Rewrite the records below, replacing every "top-left corner" with "upper-left corner" and leaving all other text unchanged.

Outlines of labeled areas.
-------------------------

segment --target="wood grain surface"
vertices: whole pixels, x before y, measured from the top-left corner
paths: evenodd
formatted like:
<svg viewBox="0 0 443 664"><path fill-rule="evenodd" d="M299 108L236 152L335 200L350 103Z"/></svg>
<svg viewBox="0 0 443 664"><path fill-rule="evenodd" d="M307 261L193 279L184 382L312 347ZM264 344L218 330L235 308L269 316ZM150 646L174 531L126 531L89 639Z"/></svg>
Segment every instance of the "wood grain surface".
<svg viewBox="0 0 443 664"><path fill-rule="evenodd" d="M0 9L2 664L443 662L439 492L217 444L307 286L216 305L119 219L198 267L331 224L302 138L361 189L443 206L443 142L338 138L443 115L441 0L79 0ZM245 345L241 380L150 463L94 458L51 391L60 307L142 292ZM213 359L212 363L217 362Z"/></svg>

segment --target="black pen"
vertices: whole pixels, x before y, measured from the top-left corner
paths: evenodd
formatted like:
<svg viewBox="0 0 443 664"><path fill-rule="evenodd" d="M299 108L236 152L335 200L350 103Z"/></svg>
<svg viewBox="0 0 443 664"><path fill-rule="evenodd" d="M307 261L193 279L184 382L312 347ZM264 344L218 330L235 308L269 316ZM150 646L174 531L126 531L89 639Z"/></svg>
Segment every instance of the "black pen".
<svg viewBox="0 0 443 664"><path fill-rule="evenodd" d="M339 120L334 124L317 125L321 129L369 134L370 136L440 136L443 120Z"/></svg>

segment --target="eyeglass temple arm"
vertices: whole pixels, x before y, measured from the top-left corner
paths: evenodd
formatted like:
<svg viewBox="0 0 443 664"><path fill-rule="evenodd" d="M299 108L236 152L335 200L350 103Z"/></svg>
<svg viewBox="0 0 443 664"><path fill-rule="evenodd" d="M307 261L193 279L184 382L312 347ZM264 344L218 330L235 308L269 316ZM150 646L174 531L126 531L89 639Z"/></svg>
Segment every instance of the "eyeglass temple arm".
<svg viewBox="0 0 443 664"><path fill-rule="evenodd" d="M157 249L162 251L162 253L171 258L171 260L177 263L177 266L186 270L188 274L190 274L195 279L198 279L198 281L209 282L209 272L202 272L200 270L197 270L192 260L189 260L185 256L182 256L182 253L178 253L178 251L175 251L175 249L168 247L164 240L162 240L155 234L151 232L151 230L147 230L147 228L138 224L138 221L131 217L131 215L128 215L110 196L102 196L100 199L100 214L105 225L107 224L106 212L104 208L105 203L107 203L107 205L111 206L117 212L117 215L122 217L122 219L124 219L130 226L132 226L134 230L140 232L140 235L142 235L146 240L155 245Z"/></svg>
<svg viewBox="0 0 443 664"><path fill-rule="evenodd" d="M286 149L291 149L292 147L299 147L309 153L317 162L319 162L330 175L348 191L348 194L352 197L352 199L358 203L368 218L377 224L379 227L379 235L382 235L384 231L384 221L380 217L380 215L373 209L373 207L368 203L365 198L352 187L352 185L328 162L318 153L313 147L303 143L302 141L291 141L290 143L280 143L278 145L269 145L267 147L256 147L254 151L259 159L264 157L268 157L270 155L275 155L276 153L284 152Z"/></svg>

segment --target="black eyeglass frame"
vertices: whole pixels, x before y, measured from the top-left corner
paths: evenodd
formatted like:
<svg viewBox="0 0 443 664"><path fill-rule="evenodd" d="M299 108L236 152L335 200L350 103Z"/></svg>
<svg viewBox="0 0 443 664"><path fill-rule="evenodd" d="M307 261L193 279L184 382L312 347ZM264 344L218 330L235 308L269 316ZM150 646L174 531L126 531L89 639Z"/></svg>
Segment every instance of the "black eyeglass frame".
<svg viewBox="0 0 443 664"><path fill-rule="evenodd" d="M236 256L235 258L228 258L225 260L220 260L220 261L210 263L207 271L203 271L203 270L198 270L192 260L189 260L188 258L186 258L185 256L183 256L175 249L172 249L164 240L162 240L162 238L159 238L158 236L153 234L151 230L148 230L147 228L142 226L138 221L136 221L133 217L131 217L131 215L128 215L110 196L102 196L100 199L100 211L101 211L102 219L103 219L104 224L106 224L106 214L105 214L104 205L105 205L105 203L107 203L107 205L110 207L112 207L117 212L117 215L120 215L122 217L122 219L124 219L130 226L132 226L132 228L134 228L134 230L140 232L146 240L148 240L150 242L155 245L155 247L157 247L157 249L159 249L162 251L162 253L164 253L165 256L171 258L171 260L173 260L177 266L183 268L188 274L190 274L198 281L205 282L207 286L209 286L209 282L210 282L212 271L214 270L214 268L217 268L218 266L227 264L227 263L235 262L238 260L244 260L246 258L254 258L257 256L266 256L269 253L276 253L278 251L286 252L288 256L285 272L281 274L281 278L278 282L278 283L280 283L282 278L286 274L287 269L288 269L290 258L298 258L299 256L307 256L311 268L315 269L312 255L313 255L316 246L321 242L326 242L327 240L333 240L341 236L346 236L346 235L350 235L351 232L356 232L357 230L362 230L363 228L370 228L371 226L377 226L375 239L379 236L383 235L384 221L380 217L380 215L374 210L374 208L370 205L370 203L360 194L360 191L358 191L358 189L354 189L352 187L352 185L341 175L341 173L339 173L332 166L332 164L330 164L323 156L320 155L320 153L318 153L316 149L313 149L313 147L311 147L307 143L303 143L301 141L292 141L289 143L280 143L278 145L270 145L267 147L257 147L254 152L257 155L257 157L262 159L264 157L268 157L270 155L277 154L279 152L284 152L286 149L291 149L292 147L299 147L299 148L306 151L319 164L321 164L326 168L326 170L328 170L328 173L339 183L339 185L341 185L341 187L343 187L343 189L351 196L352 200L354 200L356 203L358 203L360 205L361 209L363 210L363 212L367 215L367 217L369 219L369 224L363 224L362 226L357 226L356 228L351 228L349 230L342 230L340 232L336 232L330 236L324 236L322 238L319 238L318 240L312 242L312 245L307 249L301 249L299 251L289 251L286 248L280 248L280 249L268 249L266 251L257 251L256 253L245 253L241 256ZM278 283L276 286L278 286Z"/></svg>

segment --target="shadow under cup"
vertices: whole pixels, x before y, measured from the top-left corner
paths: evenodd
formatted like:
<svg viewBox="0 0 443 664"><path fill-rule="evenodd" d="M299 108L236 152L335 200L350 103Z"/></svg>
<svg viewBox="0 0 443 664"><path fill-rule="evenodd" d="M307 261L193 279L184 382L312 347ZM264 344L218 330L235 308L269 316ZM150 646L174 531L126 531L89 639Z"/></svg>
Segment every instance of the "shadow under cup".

-------------------------

Answer to this exercise.
segment --target="wood grain surface"
vertices: whole pixels, x before y, measured from the upper-left corner
paths: evenodd
formatted like:
<svg viewBox="0 0 443 664"><path fill-rule="evenodd" d="M299 108L236 152L335 200L350 103Z"/></svg>
<svg viewBox="0 0 443 664"><path fill-rule="evenodd" d="M307 261L193 279L184 382L312 347ZM264 344L218 330L235 308L269 316ZM150 646L174 531L126 531L89 639Z"/></svg>
Segment every instance of the "wood grain surface".
<svg viewBox="0 0 443 664"><path fill-rule="evenodd" d="M0 9L2 664L443 662L439 492L217 444L307 286L216 305L119 219L198 267L331 224L302 138L361 189L443 206L443 142L338 138L443 115L441 0L79 0ZM245 345L241 380L150 463L94 458L51 391L60 307L142 292ZM213 359L212 363L217 362Z"/></svg>

segment --target="black pen"
vertices: whole pixels, x before y, measured from the upper-left corner
paths: evenodd
formatted like:
<svg viewBox="0 0 443 664"><path fill-rule="evenodd" d="M299 108L236 152L335 200L350 103Z"/></svg>
<svg viewBox="0 0 443 664"><path fill-rule="evenodd" d="M307 261L193 279L184 382L312 347ZM264 344L218 330L235 308L269 316ZM150 646L174 531L126 531L89 639Z"/></svg>
Segment every instance of the "black pen".
<svg viewBox="0 0 443 664"><path fill-rule="evenodd" d="M339 120L334 124L317 125L321 129L369 134L370 136L440 136L443 120Z"/></svg>

segment --target="eyeglass temple arm"
vertices: whole pixels, x before y, measured from the upper-left corner
paths: evenodd
formatted like:
<svg viewBox="0 0 443 664"><path fill-rule="evenodd" d="M299 108L236 152L335 200L350 103Z"/></svg>
<svg viewBox="0 0 443 664"><path fill-rule="evenodd" d="M307 261L193 279L184 382L312 347ZM264 344L218 330L235 308L269 316ZM150 646L174 531L126 531L89 639Z"/></svg>
Segment every instance of the "eyeglass temple arm".
<svg viewBox="0 0 443 664"><path fill-rule="evenodd" d="M157 249L162 251L162 253L171 258L171 260L177 263L177 266L186 270L188 274L190 274L195 279L198 279L198 281L209 282L209 272L202 272L200 270L197 270L192 260L189 260L185 256L182 256L182 253L178 253L178 251L175 251L175 249L168 247L164 240L162 240L155 234L151 232L151 230L147 230L147 228L138 224L138 221L131 217L131 215L128 215L110 196L102 196L100 199L100 214L105 225L107 224L106 212L104 208L105 203L107 203L107 205L111 206L117 212L117 215L122 217L122 219L124 219L130 226L132 226L134 230L140 232L140 235L142 235L146 240L155 245Z"/></svg>
<svg viewBox="0 0 443 664"><path fill-rule="evenodd" d="M286 149L291 149L292 147L299 147L309 153L317 162L319 162L330 175L348 191L348 194L352 197L352 199L358 203L368 218L377 224L379 227L379 235L382 235L384 231L384 221L380 217L380 215L373 209L373 207L368 203L365 198L352 187L352 185L328 162L318 153L313 147L303 143L302 141L291 141L290 143L280 143L278 145L269 145L267 147L256 147L254 151L259 159L264 157L268 157L270 155L275 155L276 153L284 152Z"/></svg>

segment --target="black eyeglass frame"
vertices: whole pixels, x before y, measured from the upper-left corner
paths: evenodd
formatted like:
<svg viewBox="0 0 443 664"><path fill-rule="evenodd" d="M299 108L236 152L335 200L350 103Z"/></svg>
<svg viewBox="0 0 443 664"><path fill-rule="evenodd" d="M307 261L193 279L184 382L312 347ZM264 344L218 330L235 308L269 316ZM150 646L174 531L126 531L89 639Z"/></svg>
Segment every instance of the "black eyeglass frame".
<svg viewBox="0 0 443 664"><path fill-rule="evenodd" d="M236 256L235 258L228 258L225 260L220 260L220 261L210 263L207 271L203 271L203 270L198 270L192 260L189 260L188 258L186 258L185 256L183 256L175 249L172 249L164 240L162 240L162 238L159 238L158 236L153 234L151 230L148 230L147 228L142 226L138 221L136 221L133 217L131 217L131 215L128 215L110 196L102 196L100 199L100 211L101 211L102 219L103 219L104 224L106 224L106 214L105 214L104 205L105 205L105 203L107 203L107 205L110 207L112 207L117 212L117 215L120 215L122 217L122 219L124 219L130 226L132 226L132 228L134 228L134 230L140 232L146 240L148 240L150 242L155 245L155 247L157 247L157 249L159 249L162 251L162 253L164 253L165 256L171 258L171 260L173 260L177 266L183 268L188 274L190 274L198 281L205 282L207 286L209 286L209 282L210 282L212 271L214 270L214 268L217 268L218 266L227 264L227 263L235 262L238 260L244 260L246 258L254 258L257 256L266 256L269 253L276 253L278 251L286 252L288 256L285 272L281 274L281 278L278 282L278 283L280 283L282 278L286 274L287 269L288 269L290 258L298 258L299 256L307 256L311 268L315 269L312 255L313 255L316 246L321 242L326 242L327 240L333 240L341 236L346 236L346 235L350 235L351 232L356 232L357 230L362 230L363 228L370 228L371 226L377 226L375 239L379 236L383 235L384 221L380 217L380 215L374 210L374 208L370 205L370 203L360 194L360 191L358 191L358 189L354 189L352 187L352 185L341 175L341 173L339 173L332 166L332 164L330 164L323 156L320 155L320 153L318 153L316 149L313 149L313 147L311 147L307 143L303 143L301 141L292 141L289 143L280 143L278 145L270 145L267 147L257 147L254 152L257 155L257 157L262 159L264 157L268 157L270 155L277 154L279 152L284 152L286 149L291 149L292 147L299 147L299 148L306 151L319 164L321 164L326 168L326 170L328 170L328 173L339 183L339 185L341 185L341 187L343 187L343 189L351 196L352 200L354 200L356 203L358 203L360 205L361 209L363 210L363 212L367 215L367 217L369 219L369 224L363 224L362 226L357 226L356 228L351 228L349 230L342 230L340 232L336 232L330 236L324 236L322 238L319 238L318 240L312 242L312 245L307 249L301 249L299 251L289 251L286 248L280 248L280 249L268 249L266 251L257 251L256 253L245 253L241 256ZM278 283L276 286L278 286Z"/></svg>

segment --target="shadow under cup"
vertices: whole pixels, x before y, measured from the upper-left corner
paths: evenodd
formatted like:
<svg viewBox="0 0 443 664"><path fill-rule="evenodd" d="M299 108L236 152L335 200L350 103Z"/></svg>
<svg viewBox="0 0 443 664"><path fill-rule="evenodd" d="M307 261L193 279L184 382L312 347ZM264 344L218 330L235 308L269 316ZM150 646L174 531L126 531L89 639Z"/></svg>
Segment every instance of the "shadow under cup".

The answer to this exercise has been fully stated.